───── Given text

The Government Shutdown Could End Today If Republicans Wanted It To.

Key Points

  • Rep. Langworthy blames Senate Democrats for the government shutdown.
  • But Republicans changed Senate rules before when it benefited them.
  • The filibuster is not a law; it’s a self-imposed Senate rule requiring only a majority to change.
  • Senate Republicans could end the stalemate today if they wanted.
  • The Trump administration is using the shutdown to advance Project 2025’s “unitary presidency” agenda.

In Part 1, I reviewed Rep. Langworthy’s (R-NY23) claim during his October telephone town hall that the SNAP (food assistance) reserve fund cannot be used to fund food benefits during the current government shutdown. I showed that his statement is incorrect. The Trump administration could, as early as today, use the SNAP reserve fund to continue SNAP benefits as it did during the 2018 shutdown.

──────────
───── Data records

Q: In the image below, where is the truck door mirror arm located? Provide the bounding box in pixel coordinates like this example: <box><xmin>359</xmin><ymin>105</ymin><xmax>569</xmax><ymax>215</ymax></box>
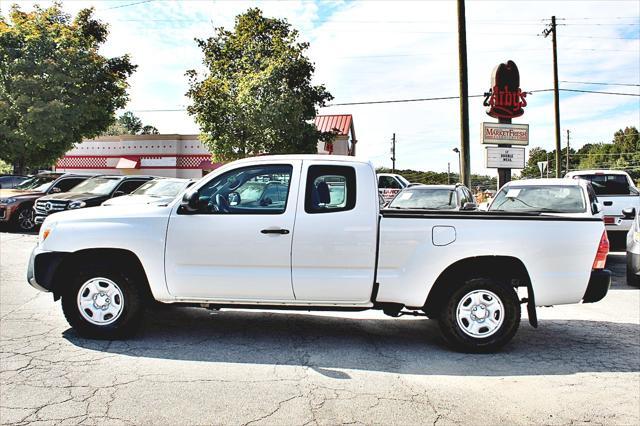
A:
<box><xmin>178</xmin><ymin>190</ymin><xmax>200</xmax><ymax>214</ymax></box>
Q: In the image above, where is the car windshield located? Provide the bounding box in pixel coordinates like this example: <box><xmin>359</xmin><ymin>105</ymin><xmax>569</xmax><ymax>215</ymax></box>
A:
<box><xmin>131</xmin><ymin>179</ymin><xmax>189</xmax><ymax>197</ymax></box>
<box><xmin>489</xmin><ymin>185</ymin><xmax>587</xmax><ymax>213</ymax></box>
<box><xmin>15</xmin><ymin>175</ymin><xmax>61</xmax><ymax>192</ymax></box>
<box><xmin>389</xmin><ymin>187</ymin><xmax>456</xmax><ymax>210</ymax></box>
<box><xmin>574</xmin><ymin>174</ymin><xmax>636</xmax><ymax>195</ymax></box>
<box><xmin>70</xmin><ymin>177</ymin><xmax>121</xmax><ymax>195</ymax></box>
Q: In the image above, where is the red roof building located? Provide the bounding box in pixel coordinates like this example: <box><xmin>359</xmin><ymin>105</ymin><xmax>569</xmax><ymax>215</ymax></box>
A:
<box><xmin>315</xmin><ymin>114</ymin><xmax>357</xmax><ymax>156</ymax></box>
<box><xmin>55</xmin><ymin>114</ymin><xmax>356</xmax><ymax>178</ymax></box>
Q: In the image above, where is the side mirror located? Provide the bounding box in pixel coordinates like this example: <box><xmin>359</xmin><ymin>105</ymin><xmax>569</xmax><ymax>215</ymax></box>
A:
<box><xmin>622</xmin><ymin>207</ymin><xmax>636</xmax><ymax>219</ymax></box>
<box><xmin>591</xmin><ymin>202</ymin><xmax>602</xmax><ymax>214</ymax></box>
<box><xmin>180</xmin><ymin>190</ymin><xmax>200</xmax><ymax>213</ymax></box>
<box><xmin>462</xmin><ymin>202</ymin><xmax>478</xmax><ymax>210</ymax></box>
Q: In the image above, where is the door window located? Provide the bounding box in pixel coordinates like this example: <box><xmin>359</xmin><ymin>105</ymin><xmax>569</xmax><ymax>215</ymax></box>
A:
<box><xmin>378</xmin><ymin>176</ymin><xmax>402</xmax><ymax>189</ymax></box>
<box><xmin>304</xmin><ymin>166</ymin><xmax>356</xmax><ymax>213</ymax></box>
<box><xmin>198</xmin><ymin>165</ymin><xmax>293</xmax><ymax>214</ymax></box>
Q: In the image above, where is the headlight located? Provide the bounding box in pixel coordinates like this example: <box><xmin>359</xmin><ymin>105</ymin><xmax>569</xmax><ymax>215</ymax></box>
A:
<box><xmin>69</xmin><ymin>201</ymin><xmax>87</xmax><ymax>209</ymax></box>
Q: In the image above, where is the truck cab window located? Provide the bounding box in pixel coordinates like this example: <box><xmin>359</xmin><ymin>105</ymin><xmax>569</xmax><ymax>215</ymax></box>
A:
<box><xmin>304</xmin><ymin>166</ymin><xmax>356</xmax><ymax>213</ymax></box>
<box><xmin>198</xmin><ymin>165</ymin><xmax>293</xmax><ymax>214</ymax></box>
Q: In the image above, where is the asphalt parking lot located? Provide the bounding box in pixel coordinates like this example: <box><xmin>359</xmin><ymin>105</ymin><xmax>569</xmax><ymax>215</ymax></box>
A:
<box><xmin>0</xmin><ymin>233</ymin><xmax>640</xmax><ymax>425</ymax></box>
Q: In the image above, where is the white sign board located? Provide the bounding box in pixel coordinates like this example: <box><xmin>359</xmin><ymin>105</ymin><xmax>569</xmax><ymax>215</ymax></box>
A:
<box><xmin>485</xmin><ymin>146</ymin><xmax>524</xmax><ymax>169</ymax></box>
<box><xmin>140</xmin><ymin>157</ymin><xmax>177</xmax><ymax>167</ymax></box>
<box><xmin>538</xmin><ymin>161</ymin><xmax>549</xmax><ymax>176</ymax></box>
<box><xmin>480</xmin><ymin>123</ymin><xmax>529</xmax><ymax>146</ymax></box>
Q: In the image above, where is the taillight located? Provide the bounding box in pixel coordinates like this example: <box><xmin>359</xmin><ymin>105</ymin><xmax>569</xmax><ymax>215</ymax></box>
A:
<box><xmin>593</xmin><ymin>231</ymin><xmax>609</xmax><ymax>269</ymax></box>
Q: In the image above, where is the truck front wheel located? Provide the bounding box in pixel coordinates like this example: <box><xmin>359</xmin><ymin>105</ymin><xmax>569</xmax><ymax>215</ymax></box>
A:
<box><xmin>439</xmin><ymin>278</ymin><xmax>520</xmax><ymax>353</ymax></box>
<box><xmin>62</xmin><ymin>265</ymin><xmax>144</xmax><ymax>339</ymax></box>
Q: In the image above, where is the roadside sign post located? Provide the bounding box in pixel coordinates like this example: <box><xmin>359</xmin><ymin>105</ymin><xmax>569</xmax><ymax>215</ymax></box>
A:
<box><xmin>538</xmin><ymin>161</ymin><xmax>549</xmax><ymax>179</ymax></box>
<box><xmin>482</xmin><ymin>61</ymin><xmax>529</xmax><ymax>189</ymax></box>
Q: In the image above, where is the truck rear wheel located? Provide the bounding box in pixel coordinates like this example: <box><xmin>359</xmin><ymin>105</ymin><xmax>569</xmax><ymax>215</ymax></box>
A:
<box><xmin>439</xmin><ymin>278</ymin><xmax>520</xmax><ymax>353</ymax></box>
<box><xmin>62</xmin><ymin>265</ymin><xmax>144</xmax><ymax>339</ymax></box>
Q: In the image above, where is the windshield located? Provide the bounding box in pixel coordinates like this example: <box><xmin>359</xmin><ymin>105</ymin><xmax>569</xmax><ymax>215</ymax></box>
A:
<box><xmin>489</xmin><ymin>185</ymin><xmax>587</xmax><ymax>213</ymax></box>
<box><xmin>131</xmin><ymin>179</ymin><xmax>189</xmax><ymax>197</ymax></box>
<box><xmin>15</xmin><ymin>175</ymin><xmax>61</xmax><ymax>192</ymax></box>
<box><xmin>70</xmin><ymin>177</ymin><xmax>121</xmax><ymax>195</ymax></box>
<box><xmin>389</xmin><ymin>187</ymin><xmax>457</xmax><ymax>210</ymax></box>
<box><xmin>574</xmin><ymin>174</ymin><xmax>636</xmax><ymax>195</ymax></box>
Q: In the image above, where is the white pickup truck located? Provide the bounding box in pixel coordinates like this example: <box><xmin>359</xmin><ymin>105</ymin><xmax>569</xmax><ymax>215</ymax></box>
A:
<box><xmin>27</xmin><ymin>155</ymin><xmax>611</xmax><ymax>352</ymax></box>
<box><xmin>565</xmin><ymin>170</ymin><xmax>640</xmax><ymax>234</ymax></box>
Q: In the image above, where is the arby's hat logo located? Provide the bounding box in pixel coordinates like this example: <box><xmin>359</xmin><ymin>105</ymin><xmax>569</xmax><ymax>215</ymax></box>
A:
<box><xmin>483</xmin><ymin>61</ymin><xmax>527</xmax><ymax>119</ymax></box>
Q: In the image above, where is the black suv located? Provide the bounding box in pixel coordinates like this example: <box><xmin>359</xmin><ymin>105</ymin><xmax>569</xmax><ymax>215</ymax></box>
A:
<box><xmin>33</xmin><ymin>175</ymin><xmax>155</xmax><ymax>225</ymax></box>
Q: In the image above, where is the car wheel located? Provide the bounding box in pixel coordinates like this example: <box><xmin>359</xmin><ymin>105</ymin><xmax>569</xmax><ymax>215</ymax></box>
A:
<box><xmin>439</xmin><ymin>278</ymin><xmax>520</xmax><ymax>353</ymax></box>
<box><xmin>14</xmin><ymin>206</ymin><xmax>36</xmax><ymax>232</ymax></box>
<box><xmin>61</xmin><ymin>265</ymin><xmax>144</xmax><ymax>339</ymax></box>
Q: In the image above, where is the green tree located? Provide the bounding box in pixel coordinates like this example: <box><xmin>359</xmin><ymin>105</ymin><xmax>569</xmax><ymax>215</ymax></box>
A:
<box><xmin>186</xmin><ymin>9</ymin><xmax>333</xmax><ymax>161</ymax></box>
<box><xmin>103</xmin><ymin>111</ymin><xmax>159</xmax><ymax>136</ymax></box>
<box><xmin>0</xmin><ymin>3</ymin><xmax>136</xmax><ymax>173</ymax></box>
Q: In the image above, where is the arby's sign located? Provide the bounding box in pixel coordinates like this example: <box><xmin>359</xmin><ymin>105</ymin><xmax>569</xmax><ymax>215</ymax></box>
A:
<box><xmin>483</xmin><ymin>61</ymin><xmax>527</xmax><ymax>119</ymax></box>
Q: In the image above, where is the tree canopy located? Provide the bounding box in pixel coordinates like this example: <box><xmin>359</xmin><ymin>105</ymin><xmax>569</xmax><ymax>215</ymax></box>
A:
<box><xmin>520</xmin><ymin>127</ymin><xmax>640</xmax><ymax>180</ymax></box>
<box><xmin>187</xmin><ymin>9</ymin><xmax>333</xmax><ymax>161</ymax></box>
<box><xmin>104</xmin><ymin>111</ymin><xmax>160</xmax><ymax>136</ymax></box>
<box><xmin>0</xmin><ymin>3</ymin><xmax>136</xmax><ymax>172</ymax></box>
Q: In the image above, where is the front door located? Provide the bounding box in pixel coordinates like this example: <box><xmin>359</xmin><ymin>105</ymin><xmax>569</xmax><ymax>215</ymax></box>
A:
<box><xmin>165</xmin><ymin>161</ymin><xmax>301</xmax><ymax>303</ymax></box>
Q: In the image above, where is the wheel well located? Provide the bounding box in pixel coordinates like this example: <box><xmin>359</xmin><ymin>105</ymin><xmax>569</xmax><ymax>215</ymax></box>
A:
<box><xmin>53</xmin><ymin>248</ymin><xmax>153</xmax><ymax>300</ymax></box>
<box><xmin>423</xmin><ymin>256</ymin><xmax>532</xmax><ymax>316</ymax></box>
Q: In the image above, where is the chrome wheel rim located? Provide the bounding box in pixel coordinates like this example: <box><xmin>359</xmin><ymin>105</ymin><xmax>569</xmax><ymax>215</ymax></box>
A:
<box><xmin>18</xmin><ymin>209</ymin><xmax>35</xmax><ymax>231</ymax></box>
<box><xmin>77</xmin><ymin>277</ymin><xmax>124</xmax><ymax>325</ymax></box>
<box><xmin>456</xmin><ymin>290</ymin><xmax>504</xmax><ymax>338</ymax></box>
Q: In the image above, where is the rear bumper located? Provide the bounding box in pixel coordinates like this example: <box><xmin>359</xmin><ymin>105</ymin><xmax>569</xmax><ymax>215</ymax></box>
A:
<box><xmin>27</xmin><ymin>246</ymin><xmax>67</xmax><ymax>292</ymax></box>
<box><xmin>582</xmin><ymin>269</ymin><xmax>611</xmax><ymax>303</ymax></box>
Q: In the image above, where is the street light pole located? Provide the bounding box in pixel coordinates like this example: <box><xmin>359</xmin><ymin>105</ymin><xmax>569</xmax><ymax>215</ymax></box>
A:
<box><xmin>458</xmin><ymin>0</ymin><xmax>471</xmax><ymax>188</ymax></box>
<box><xmin>453</xmin><ymin>148</ymin><xmax>468</xmax><ymax>183</ymax></box>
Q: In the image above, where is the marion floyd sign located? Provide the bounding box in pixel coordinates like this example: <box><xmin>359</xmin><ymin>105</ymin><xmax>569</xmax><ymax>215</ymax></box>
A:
<box><xmin>485</xmin><ymin>146</ymin><xmax>524</xmax><ymax>169</ymax></box>
<box><xmin>482</xmin><ymin>123</ymin><xmax>529</xmax><ymax>146</ymax></box>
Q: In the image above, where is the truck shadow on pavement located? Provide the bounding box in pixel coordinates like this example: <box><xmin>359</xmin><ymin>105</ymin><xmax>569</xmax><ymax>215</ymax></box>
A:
<box><xmin>64</xmin><ymin>308</ymin><xmax>640</xmax><ymax>379</ymax></box>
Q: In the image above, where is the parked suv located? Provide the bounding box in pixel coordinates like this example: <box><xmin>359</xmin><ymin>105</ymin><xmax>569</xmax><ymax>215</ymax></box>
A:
<box><xmin>34</xmin><ymin>175</ymin><xmax>153</xmax><ymax>225</ymax></box>
<box><xmin>0</xmin><ymin>175</ymin><xmax>29</xmax><ymax>189</ymax></box>
<box><xmin>0</xmin><ymin>172</ymin><xmax>91</xmax><ymax>232</ymax></box>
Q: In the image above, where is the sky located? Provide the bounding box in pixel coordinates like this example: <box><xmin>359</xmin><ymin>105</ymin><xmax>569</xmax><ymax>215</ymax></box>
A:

──────────

**Given task:**
Carry on writing the article about the government shutdown, starting right after its last sentence.

**Task output:**
In Part 2, I debunk Rep. Langworthy’s claim that Senate Democrats caused the current shutdown and clarify why the Trump administration wanted the shutdown.

“…a majority of senators have voted each and every vote to reopen the government, but it is because of the filibuster, the mechanism within the Senate where you need 60 votes rather than 50% + 1 in order to move on with debate. So, it’s really the filibuster that’s got us in this position that [Democrat] Senator Schumer’s been using that for his leverage as [Republican Senator] Mitch McConnell did repeatedly when he was ahead of the Senate. But I don’t believe that he kept the government closed like this … In the history of the country, there’s never been a shutdown over a clean continuing resolution.”

Langworthy’s description of the Senate’s 60-vote rule and its role in the shutdown is inaccurate. The filibuster is a Senate rule, and Senate majorities have changed it when it served their interests. The Senate’s Rule XXII requires 60 votes to end debate, but it can be suspended, amended, or ignored by a simple majority, which the Republicans have. The Senate’s rules are self-imposed, not dictated by law.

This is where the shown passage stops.